| Material provided |

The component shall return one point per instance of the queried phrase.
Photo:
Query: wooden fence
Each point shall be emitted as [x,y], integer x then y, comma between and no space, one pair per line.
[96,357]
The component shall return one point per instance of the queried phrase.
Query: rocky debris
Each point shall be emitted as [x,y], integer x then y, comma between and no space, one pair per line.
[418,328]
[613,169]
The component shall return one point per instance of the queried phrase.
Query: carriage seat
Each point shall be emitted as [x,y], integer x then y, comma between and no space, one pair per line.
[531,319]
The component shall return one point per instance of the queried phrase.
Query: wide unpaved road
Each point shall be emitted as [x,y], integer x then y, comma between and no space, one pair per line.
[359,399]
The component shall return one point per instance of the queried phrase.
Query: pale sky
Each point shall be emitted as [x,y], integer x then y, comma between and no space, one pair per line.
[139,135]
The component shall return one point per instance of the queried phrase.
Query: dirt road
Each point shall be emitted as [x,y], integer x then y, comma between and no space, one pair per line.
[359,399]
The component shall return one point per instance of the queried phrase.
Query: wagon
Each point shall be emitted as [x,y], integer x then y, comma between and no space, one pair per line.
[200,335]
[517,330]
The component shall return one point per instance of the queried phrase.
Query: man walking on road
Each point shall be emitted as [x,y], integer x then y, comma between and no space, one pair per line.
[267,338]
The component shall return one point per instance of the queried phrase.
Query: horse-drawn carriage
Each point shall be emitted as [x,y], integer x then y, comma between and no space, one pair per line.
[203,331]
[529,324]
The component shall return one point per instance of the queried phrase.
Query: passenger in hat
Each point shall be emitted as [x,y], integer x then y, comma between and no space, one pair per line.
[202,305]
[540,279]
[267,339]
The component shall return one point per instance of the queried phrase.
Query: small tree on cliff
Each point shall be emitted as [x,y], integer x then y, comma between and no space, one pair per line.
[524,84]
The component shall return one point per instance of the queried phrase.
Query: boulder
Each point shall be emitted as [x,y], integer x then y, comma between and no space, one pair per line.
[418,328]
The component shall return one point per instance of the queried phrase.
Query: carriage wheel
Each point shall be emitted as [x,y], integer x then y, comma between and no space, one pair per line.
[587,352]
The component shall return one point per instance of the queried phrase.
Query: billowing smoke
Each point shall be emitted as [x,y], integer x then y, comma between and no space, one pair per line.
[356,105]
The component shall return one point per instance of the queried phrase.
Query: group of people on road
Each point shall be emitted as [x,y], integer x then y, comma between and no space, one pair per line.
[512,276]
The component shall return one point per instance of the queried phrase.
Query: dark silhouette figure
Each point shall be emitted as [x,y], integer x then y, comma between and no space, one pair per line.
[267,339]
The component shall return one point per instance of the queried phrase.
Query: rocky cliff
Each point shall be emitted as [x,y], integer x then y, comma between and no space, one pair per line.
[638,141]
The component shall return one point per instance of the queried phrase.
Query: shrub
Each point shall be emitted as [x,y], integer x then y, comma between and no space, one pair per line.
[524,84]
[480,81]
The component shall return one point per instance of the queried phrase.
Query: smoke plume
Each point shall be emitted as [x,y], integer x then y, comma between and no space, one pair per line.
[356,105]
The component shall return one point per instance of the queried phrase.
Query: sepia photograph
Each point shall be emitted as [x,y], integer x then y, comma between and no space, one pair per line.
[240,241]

| What is required |
Copy all the entries verbatim.

| Response below |
The component shall return one point per instance of the queried phrase.
Photo:
Query: wooden fence
Each point shall be emitted as [x,y], integer x then y, comma between and no space, one pair per line.
[96,357]
The component shall return one point per instance of the queried phrase.
Query: rocky debris
Each point shall be emitted as [x,y], integer x then y, comma between and no space, one pair per line.
[418,328]
[613,169]
The component shall return one point per instance of the queried phrase.
Query: carriage seat
Each point shall be emitted as [x,y], integer x then y, comma between and no space, one pair per line.
[531,319]
The component shall return one point per instance of the queried phrase.
Query: wide unpaved road
Each point shall be emitted as [x,y], integer x then y, comma between and no space, one pair per line.
[359,399]
The component shall return one point per instance of the queried phrase.
Query: pale sky
Each point shall be emitted as [x,y], integer x then y, comma between and no space, one pair per line.
[139,135]
The component shall return one point per instance of the queried phrase.
Query: dirt road
Each point shall be emitted as [x,y], integer x then y, comma between and no space, one pair per line.
[359,399]
The component shall return one point per instance of the queried phrase.
Query: wagon
Each point shall be emitted as [x,y], integer x then y, comma between and no space, one pair per line.
[200,335]
[517,330]
The component shall return one point per instance of the queried phrase.
Query: man walking on road
Each point shall be emitted as [x,y], integer x then y, comma between and no space, one pair per line.
[267,338]
The component shall return one point per instance of the queried phrase.
Query: horse-drawn carriage
Each point shall be emitted as [x,y], integer x then y, comma between and no space, one pair per line.
[203,331]
[529,324]
The component shall return one point per instance of the queried phrase.
Query: passenger in hat
Each point shall be emitted as [x,y], integer x then y, comma between and no space, one pair per line.
[202,305]
[540,279]
[267,339]
The component shall return one point per instance of the queried phrase.
Query: small tree on cliff
Each point shall be emitted as [x,y], integer x then y, comma between and no space, one pair per line.
[524,84]
The component shall return one point per instance of the queried phrase.
Query: boulder
Each point shall be emitted as [x,y], integer x then y, comma between and no space, one pair per line.
[418,328]
The component shall return one point per instance of the queried phrase.
Query: carriage wheel
Each point shall be emitted as [x,y], integer x then y, comma between and no space, one pair per line.
[587,352]
The component shall return one point per instance of the queried phrase.
Query: billowing smoke
Each point shall be emitted as [x,y], integer x then y, comma between and no space, one pair per line.
[356,105]
The component shall return one point per instance of the queried phrase.
Query: group of people on road
Each point shall be emitted as [x,y], integer x then y, comma between and no space, one pair per line.
[512,276]
The component shall return one point per instance of the queried phrase.
Query: dark silhouette figure
Each point shall be emitted as [x,y], integer x then y, comma between and no space, one pair per line.
[267,339]
The component shall return one point per instance of the queried phrase.
Query: rocky cliff
Each point shall be emitted as [x,y], integer x then y, comma between and no space, one pair per line.
[638,141]
The component shall return one point per instance of the queried phrase.
Query: shrub
Each point shall be emitted as [x,y], integer x then y, comma between and no space, one pair per line.
[524,84]
[480,81]
The component shall return one point per instance of the queried phrase.
Query: smoke plume
Each point shall be emitted as [x,y], integer x then y, comma between and no space, one pair per line.
[356,105]
The component shall return one point per instance of the queried phrase.
Query: sepia photograph
Each point shall be emitted as [x,y], integer x then y, comma between and no space, one pair per line.
[240,241]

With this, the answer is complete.